#### SELECTED TEXT ####

Welcome to feis dad

Hello, my name is Matt. I have a daughter ... no, make that two daughters ... who LOVE Irish Dance.

There. I admitted it. I’ve come clean.

It's the first step in recognizing I have a problem.

Did I say problem? Well, maybe that’s not quite right.

It’s more like a crisis of epic proportions.

If you’ve got a daughter in novice, prizewinner or championship, you know what I mean. Don’t worry, if you’re just starting this ride, you’ll find out soon enough.

If you don't know what a feis is. you're on the wrong blog. If you do know what a feis is and like it, you're on the wrong blog. If the thought of going to a feis makes you feel queasy, you're in the right place.

So, you're supposed to be here, now what?

Take a look at my first post, titled: Feis Dad Syndrome.

See if you've developed this terrible condition.

If you've got it, don't despair. There is help. I may not offer any right now, but don't lose hope, I'll get to it eventually.

Above all, I am looking forward to your comments, funny stories and helpful suggestions.

Thanks for joining me.

-- feis dad

Blog Posts

The following are posts. Please read, laugh and comment.

-feis dad

Saturday, August 29, 2009

A true feis dad

We all go to the performances and fesiana. We watch our sons and daughters dance the slip jig and reel. We listen to the fiddle, flute or accordion play the same Irish music over and over and over.

How do we cope? Each of us has our own way. Feis moms talk about the dancing, the music, the dresses, the wigs, the makeup, the socks, the shoes, the shoelaces, the type of leather making up the shoes, typical wear patterns of shoes, and well, you get the picture. For many feis moms, these are truly social events. And by social event, I mean talking. A lot of talking.

What about feis dads? We don’t have the same defense mechanisms as our better halves. We don’t do much talking. Some of us do a lot of sitting, staring straight ahead with a deer in the headlights look. Others bring a book. Or borrow our children’s Nintendo DS. Still others look for a different means of escape.

Here’s an untouched picture from a typical performance.


See the beautiful dancers in their performance dresses? Notice anything else about the picture? Look way off to the left. Still don’t see it?

I’ll give you a hint: see the red circle.


Now, what’s so special about this guy? Nothing. He’s just a typical feis dad. Enjoying his daughter’s performance. A feis dad poster boy.

####

DIRECTION ->
Reproduce the feis dad blog text starting with "Welcome to feis" and going on through "have a problem.", substituting "Highland Dance" for "Irish Dance".

#### DATASET CONTENT ####

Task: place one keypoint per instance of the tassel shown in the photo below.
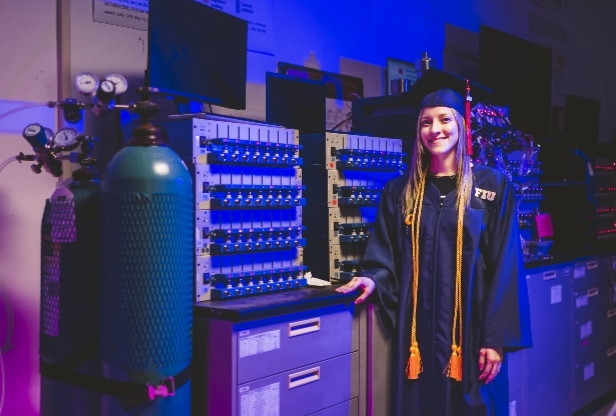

####

WRITTEN ANSWER ->
Welcome to feis dad

Hello, my name is Matt. I have a daughter ... no, make that two daughters ... who LOVE Highland Dance.

There. I admitted it. I’ve come clean.

It's the first step in recognizing I have a problem.